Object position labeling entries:
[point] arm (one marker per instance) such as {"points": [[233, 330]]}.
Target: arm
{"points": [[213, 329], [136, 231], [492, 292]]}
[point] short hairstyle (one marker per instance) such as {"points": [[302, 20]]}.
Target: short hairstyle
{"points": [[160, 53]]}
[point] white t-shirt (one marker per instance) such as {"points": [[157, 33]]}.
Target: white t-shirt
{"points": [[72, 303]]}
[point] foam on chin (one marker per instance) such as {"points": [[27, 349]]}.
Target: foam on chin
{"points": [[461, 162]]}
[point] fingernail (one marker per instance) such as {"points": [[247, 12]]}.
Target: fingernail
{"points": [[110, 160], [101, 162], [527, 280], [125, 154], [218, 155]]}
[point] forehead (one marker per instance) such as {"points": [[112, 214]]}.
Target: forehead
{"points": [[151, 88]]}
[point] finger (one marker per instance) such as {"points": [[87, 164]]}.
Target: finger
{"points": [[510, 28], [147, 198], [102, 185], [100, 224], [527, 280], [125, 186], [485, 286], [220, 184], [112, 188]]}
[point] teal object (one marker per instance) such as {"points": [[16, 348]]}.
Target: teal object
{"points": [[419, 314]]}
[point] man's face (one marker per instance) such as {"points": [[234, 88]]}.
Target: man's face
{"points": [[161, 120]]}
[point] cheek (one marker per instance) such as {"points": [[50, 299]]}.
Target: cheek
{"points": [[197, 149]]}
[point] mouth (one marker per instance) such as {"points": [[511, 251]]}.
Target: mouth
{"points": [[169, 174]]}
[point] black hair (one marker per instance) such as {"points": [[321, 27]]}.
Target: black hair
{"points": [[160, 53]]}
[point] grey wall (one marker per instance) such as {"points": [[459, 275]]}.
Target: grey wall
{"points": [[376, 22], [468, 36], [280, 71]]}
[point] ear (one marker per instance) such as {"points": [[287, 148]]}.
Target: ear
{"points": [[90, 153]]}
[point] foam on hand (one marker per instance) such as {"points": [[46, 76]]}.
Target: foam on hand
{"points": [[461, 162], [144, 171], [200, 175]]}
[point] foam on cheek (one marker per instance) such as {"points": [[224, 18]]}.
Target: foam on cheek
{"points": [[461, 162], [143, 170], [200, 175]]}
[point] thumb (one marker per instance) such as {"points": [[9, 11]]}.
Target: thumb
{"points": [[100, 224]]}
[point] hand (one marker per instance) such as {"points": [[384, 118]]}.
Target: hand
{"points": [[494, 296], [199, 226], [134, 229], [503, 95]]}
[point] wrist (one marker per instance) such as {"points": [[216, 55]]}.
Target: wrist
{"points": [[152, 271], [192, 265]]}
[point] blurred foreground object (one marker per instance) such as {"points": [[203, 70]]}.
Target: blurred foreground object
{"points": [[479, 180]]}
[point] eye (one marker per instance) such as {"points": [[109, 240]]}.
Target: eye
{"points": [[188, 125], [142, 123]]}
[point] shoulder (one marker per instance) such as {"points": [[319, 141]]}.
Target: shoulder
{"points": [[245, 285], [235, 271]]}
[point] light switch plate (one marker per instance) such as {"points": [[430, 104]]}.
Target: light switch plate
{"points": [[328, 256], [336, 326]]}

▶ _WHAT IS NEEDED_
Please set down the whole listing above without altering a single line.

▶ _TASK RESPONSE_
[point] arm (one marker per instance) such as {"points": [[233, 330]]}.
Target: arm
{"points": [[213, 329], [136, 231], [492, 292]]}
[point] short hairstyle (one marker per instance) such as {"points": [[302, 20]]}.
Target: short hairstyle
{"points": [[160, 53]]}
[point] white t-shirt (one marker per instance) such as {"points": [[157, 33]]}.
Target: white t-shirt
{"points": [[72, 303]]}
[point] foam on chin (one marker per instance) such as {"points": [[27, 349]]}.
Target: foam on chin
{"points": [[461, 162]]}
[point] fingernail (one marker per instance) such as {"points": [[247, 12]]}.
Target: fingernail
{"points": [[110, 160], [101, 162], [527, 280], [125, 154], [218, 155]]}
[point] forehead (one marker per instance) such as {"points": [[112, 214]]}.
Target: forehead
{"points": [[151, 88]]}
[point] finger (one marker per instance) such as {"points": [[87, 164]]}.
Target: finger
{"points": [[510, 28], [147, 198], [102, 185], [100, 224], [527, 280], [125, 186], [485, 286], [220, 184], [112, 188]]}
[point] teal object (one marker per instance) such as {"points": [[16, 348]]}.
Target: teal object
{"points": [[419, 314]]}
[point] man's face (one marker per instance) such as {"points": [[234, 88]]}.
Target: man's face
{"points": [[161, 120]]}
[point] cheek (one marker per instance) such as {"points": [[50, 299]]}.
Target: cheek
{"points": [[197, 149]]}
[point] mouth (one marker per instance) such as {"points": [[511, 251]]}.
Target: mouth
{"points": [[169, 174]]}
[point] black hair (one marker per instance) such as {"points": [[321, 27]]}.
Target: black hair
{"points": [[160, 53]]}
[point] grey wall (one marker per instance) such as {"points": [[459, 275]]}.
Target: grey wall
{"points": [[376, 22], [468, 36], [280, 71]]}
[point] ear (one marker per instance) such as {"points": [[287, 148]]}.
Target: ear
{"points": [[90, 153]]}
[point] foam on hand (one marker per instance) such as {"points": [[46, 76]]}.
Target: foam on hand
{"points": [[461, 162], [144, 171], [200, 175]]}
[point] foam on cheek (one marker per instance) such as {"points": [[224, 18]]}.
Target: foam on cheek
{"points": [[461, 162], [143, 170], [200, 175]]}
[point] thumb (one marker per instance) such as {"points": [[9, 11]]}.
Target: thumb
{"points": [[100, 224]]}
[point] hand (one marker per instance) such as {"points": [[384, 118]]}.
Target: hand
{"points": [[494, 296], [199, 226], [134, 229], [503, 95]]}
[point] wrist (one marker per instance) such as {"points": [[216, 55]]}.
Target: wrist
{"points": [[152, 271], [192, 265]]}
[point] blurred foreground object (one marker per instance) such as {"points": [[203, 70]]}.
Target: blurred foreground object
{"points": [[479, 180]]}
[point] eye (one marker per instance) such as {"points": [[109, 240]]}.
Target: eye
{"points": [[188, 125], [142, 123]]}
[point] shoulder (one marker per instance) such as {"points": [[319, 141]]}.
Target: shoulder
{"points": [[245, 285], [235, 271]]}
[point] light switch plate (one marker per instance) such as {"points": [[430, 104]]}.
Target: light switch plate
{"points": [[328, 256], [336, 326]]}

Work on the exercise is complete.